_COMPITO A:_
Estrai alla lettera dal testo sulla Giornata mondiale della gioventù il passo che inizia con "Ma chi sono" e termina con "il loro identikit?".

Giovani, dalla parte della speranza

Viaggio all’interno di un pianeta carico di attese. Molte delle quali «portate in spalla» da migliaia di ragazzi e ragazze che parteciperanno alla XXIII Giornata mondiale della gioventù in programma a Sydney dal 15 al 20 luglio.
17 Giugno 2008 | di


Un’apertura ribadita in molte altre occasioni dal Papa nel solco di una lunga tradizione di fiducia reciproca, che non smette di stupire. Il successo delle Giornate mondiali della gioventù, dal 1986 a oggi, si innesta proprio in questa dimensione di corrispondenza. Sydney 2008 sarà la ventitreesima Gmg, la decima celebrata a livello internazionale. I giovani pellegrini già iscritti sono oltre 200 mila, e altri ancora sono attesi a ridosso dell’inaugurazione. Il confronto è con l’altro grande evento di massa dell’estate, le Olimpiadi di Pechino, che nell’edizione 2000 furono ospitate proprio a Sydney. Ma la Gmg nei numeri batte i giochi olimpici: sono 125 mila i giovani attesi da fuori continente, più di quanti ne arrivarono in Australia a inizio millennio.

Anche dall’Italia partiranno in molti, nonostante il viaggio impegnativo, in verità più per il portafoglio che per il fisico: i 2 mila euro e passa di spesa sono stati uno scoglio significativo per tanti. Saranno in 7 mila e rappresenteranno anche i giovani connazionali che seguiranno l’evento da casa, con i mezzi di comunicazione, le iniziative locali diocesane, la preghiera personale e comunitaria.

Ma chi sono in realtà questi partecipanti alla Gmg? Sono simili ai loro coetanei, o vivono in un limbo, lontani dalla modernità? La domanda si estende a tutta una generazione, perché si fa presto a dire «giovani». Ma qual è il loro identikit?

_RECORD DEL COMPITO:_

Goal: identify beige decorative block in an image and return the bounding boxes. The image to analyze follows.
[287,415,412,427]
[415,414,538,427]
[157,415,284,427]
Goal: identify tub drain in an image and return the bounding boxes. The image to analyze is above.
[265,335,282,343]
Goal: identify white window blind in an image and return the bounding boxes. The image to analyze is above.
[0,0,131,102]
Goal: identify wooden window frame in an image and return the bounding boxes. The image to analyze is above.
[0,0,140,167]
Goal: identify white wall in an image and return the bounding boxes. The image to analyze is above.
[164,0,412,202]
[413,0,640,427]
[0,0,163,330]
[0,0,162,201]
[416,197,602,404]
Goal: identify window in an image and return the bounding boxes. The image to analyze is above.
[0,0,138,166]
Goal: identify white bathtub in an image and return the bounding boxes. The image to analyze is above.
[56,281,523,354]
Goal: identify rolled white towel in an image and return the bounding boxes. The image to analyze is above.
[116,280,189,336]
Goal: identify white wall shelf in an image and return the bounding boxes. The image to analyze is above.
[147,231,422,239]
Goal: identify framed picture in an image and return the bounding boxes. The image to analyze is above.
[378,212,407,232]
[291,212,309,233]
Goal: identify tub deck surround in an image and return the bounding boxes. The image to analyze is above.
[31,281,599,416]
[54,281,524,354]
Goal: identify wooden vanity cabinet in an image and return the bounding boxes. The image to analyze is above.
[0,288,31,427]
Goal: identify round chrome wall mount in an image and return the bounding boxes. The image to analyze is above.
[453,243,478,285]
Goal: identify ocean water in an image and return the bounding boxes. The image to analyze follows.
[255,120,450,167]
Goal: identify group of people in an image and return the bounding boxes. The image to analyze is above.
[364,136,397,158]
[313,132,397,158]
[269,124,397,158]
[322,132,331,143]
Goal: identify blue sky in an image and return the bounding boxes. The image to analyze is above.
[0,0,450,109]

_COMPITO B:_
Copia senza alcuna modifica le righe dei record a partire da quella che contiene "Goal: identify white wall in" fino a quella che contiene "[453,243,478,285]", entrambe comprese.

_SOLUZIONE COMPLETA A:_
Ma chi sono in realtà questi partecipanti alla Gmg? Sono simili ai loro coetanei, o vivono in un limbo, lontani dalla modernità? La domanda si estende a tutta una generazione, perché si fa presto a dire «giovani». Ma qual è il loro identikit?

_SOLUZIONE COMPLETA B:_
Goal: identify white wall in an image and return the bounding boxes. The image to analyze is above.
[164,0,412,202]
[413,0,640,427]
[0,0,163,330]
[0,0,162,201]
[416,197,602,404]
Goal: identify window in an image and return the bounding boxes. The image to analyze is above.
[0,0,138,166]
Goal: identify white bathtub in an image and return the bounding boxes. The image to analyze is above.
[56,281,523,354]
Goal: identify rolled white towel in an image and return the bounding boxes. The image to analyze is above.
[116,280,189,336]
Goal: identify white wall shelf in an image and return the bounding boxes. The image to analyze is above.
[147,231,422,239]
Goal: identify framed picture in an image and return the bounding boxes. The image to analyze is above.
[378,212,407,232]
[291,212,309,233]
Goal: identify tub deck surround in an image and return the bounding boxes. The image to analyze is above.
[31,281,599,416]
[54,281,524,354]
Goal: identify wooden vanity cabinet in an image and return the bounding boxes. The image to analyze is above.
[0,288,31,427]
Goal: identify round chrome wall mount in an image and return the bounding boxes. The image to analyze is above.
[453,243,478,285]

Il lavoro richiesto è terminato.